WHAT TO WORK ON => Print all the data below exactly, without images.

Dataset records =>
:::
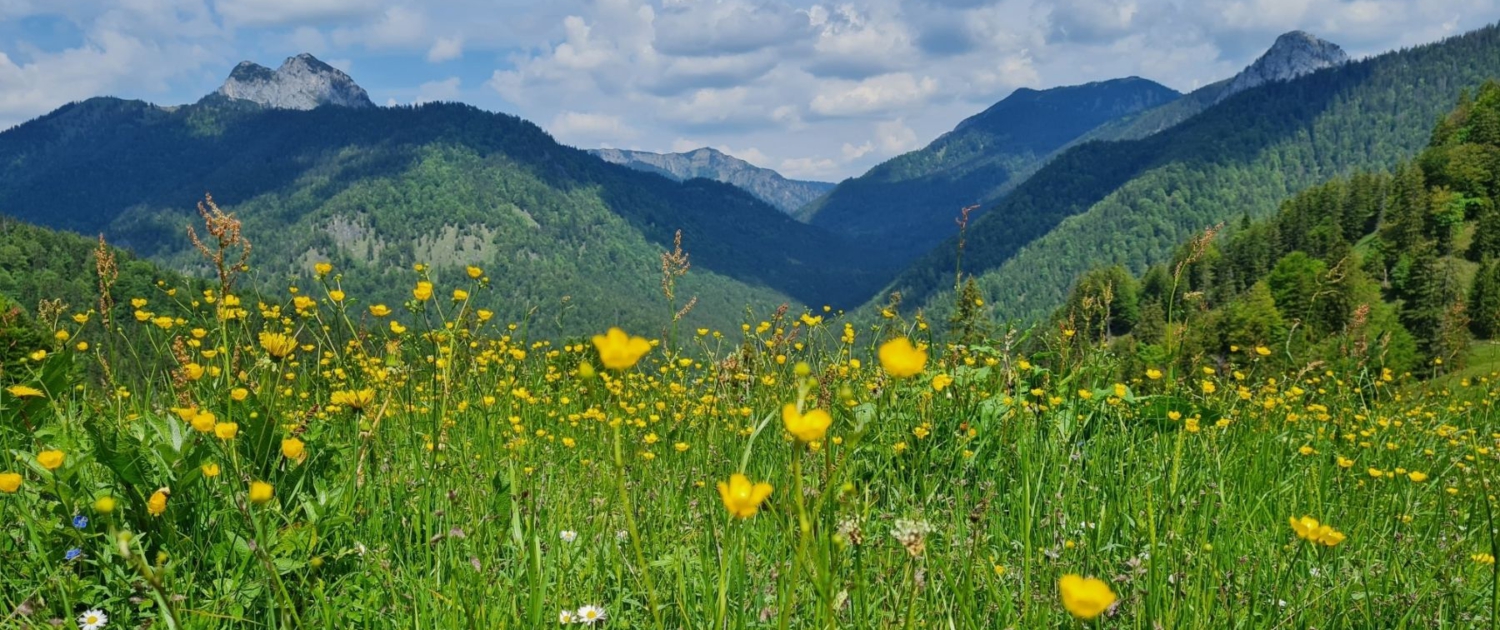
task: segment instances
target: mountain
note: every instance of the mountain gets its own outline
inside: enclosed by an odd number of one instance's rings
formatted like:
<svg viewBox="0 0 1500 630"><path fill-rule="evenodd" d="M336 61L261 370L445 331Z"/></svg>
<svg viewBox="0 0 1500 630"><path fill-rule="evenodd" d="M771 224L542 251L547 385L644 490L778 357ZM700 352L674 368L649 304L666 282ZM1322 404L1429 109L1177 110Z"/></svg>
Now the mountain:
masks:
<svg viewBox="0 0 1500 630"><path fill-rule="evenodd" d="M1348 63L1349 55L1337 44L1319 39L1305 31L1291 31L1276 38L1271 47L1239 74L1210 83L1182 98L1130 116L1110 121L1084 134L1077 143L1089 140L1129 140L1144 138L1192 118L1213 105L1245 90L1290 81L1324 68Z"/></svg>
<svg viewBox="0 0 1500 630"><path fill-rule="evenodd" d="M394 307L410 299L415 263L439 289L477 265L493 287L475 293L477 306L549 334L649 330L695 297L683 325L727 328L746 304L853 304L873 292L857 253L826 231L727 184L606 163L513 116L248 105L93 98L0 133L0 213L102 232L204 275L185 229L209 191L243 222L262 286L313 285L313 263L326 260L352 299ZM660 255L679 230L692 267L674 308Z"/></svg>
<svg viewBox="0 0 1500 630"><path fill-rule="evenodd" d="M275 71L241 61L213 96L282 109L375 106L349 75L307 53L288 57Z"/></svg>
<svg viewBox="0 0 1500 630"><path fill-rule="evenodd" d="M791 213L833 188L827 182L787 179L721 151L704 147L687 153L651 153L625 149L593 149L589 153L606 162L638 171L655 173L677 181L695 177L724 182L744 189L782 212Z"/></svg>
<svg viewBox="0 0 1500 630"><path fill-rule="evenodd" d="M1299 366L1460 368L1470 333L1500 337L1496 156L1500 83L1490 81L1459 99L1412 162L1304 190L1265 220L1178 245L1138 278L1091 270L1055 320L1158 366L1176 345L1187 369L1257 346ZM1165 334L1167 322L1181 333Z"/></svg>
<svg viewBox="0 0 1500 630"><path fill-rule="evenodd" d="M879 242L883 256L903 264L955 233L960 209L994 201L1074 138L1177 97L1137 77L1018 89L925 148L845 180L798 214L850 238Z"/></svg>
<svg viewBox="0 0 1500 630"><path fill-rule="evenodd" d="M969 227L964 271L1002 318L1044 317L1091 266L1140 272L1203 229L1416 155L1459 93L1500 77L1500 27L1245 90L1164 131L1054 158ZM950 240L891 285L952 304Z"/></svg>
:::
ANSWER FOR THIS EXERCISE =>
task: segment instances
target: mountain
note: every instance of the mountain gets its own outline
inside: enclosed by an odd number of one instance's rings
formatted like:
<svg viewBox="0 0 1500 630"><path fill-rule="evenodd" d="M336 61L261 370L445 331Z"/></svg>
<svg viewBox="0 0 1500 630"><path fill-rule="evenodd" d="M771 224L542 251L547 385L644 490L778 357ZM700 352L674 368L649 304L666 282ZM1322 404L1429 109L1177 110Z"/></svg>
Now the mountain:
masks:
<svg viewBox="0 0 1500 630"><path fill-rule="evenodd" d="M1348 63L1349 55L1337 44L1319 39L1305 31L1291 31L1276 38L1271 47L1239 74L1210 83L1182 98L1130 116L1110 121L1084 134L1077 143L1089 140L1129 140L1144 138L1192 118L1213 105L1245 90L1290 81L1324 68Z"/></svg>
<svg viewBox="0 0 1500 630"><path fill-rule="evenodd" d="M394 307L410 299L415 263L439 289L477 265L493 287L475 293L477 306L549 334L649 330L695 297L683 325L727 328L746 304L853 304L873 292L857 253L826 231L727 184L606 163L513 116L248 105L93 98L0 133L0 213L102 232L204 275L185 229L209 191L243 222L262 286L313 285L313 263L326 260L352 299ZM660 255L679 230L692 267L674 308Z"/></svg>
<svg viewBox="0 0 1500 630"><path fill-rule="evenodd" d="M275 71L241 61L213 96L282 109L375 106L349 75L307 53L288 57Z"/></svg>
<svg viewBox="0 0 1500 630"><path fill-rule="evenodd" d="M791 213L833 188L827 182L787 179L721 151L704 147L687 153L651 153L625 149L593 149L589 153L606 162L638 171L655 173L677 181L695 177L724 182L744 189L782 212Z"/></svg>
<svg viewBox="0 0 1500 630"><path fill-rule="evenodd" d="M1299 366L1460 368L1470 333L1500 337L1496 156L1500 83L1490 81L1459 99L1412 162L1304 190L1265 220L1178 245L1138 278L1091 270L1055 320L1158 366L1176 345L1187 369L1257 346ZM1165 334L1167 322L1181 333Z"/></svg>
<svg viewBox="0 0 1500 630"><path fill-rule="evenodd" d="M879 242L883 256L903 264L955 233L960 209L994 201L1074 138L1177 97L1137 77L1018 89L925 148L845 180L798 214L850 238Z"/></svg>
<svg viewBox="0 0 1500 630"><path fill-rule="evenodd" d="M969 227L964 271L1002 318L1044 317L1091 266L1140 272L1203 229L1416 155L1459 93L1500 77L1500 27L1245 90L1164 131L1054 158ZM950 240L891 285L952 304Z"/></svg>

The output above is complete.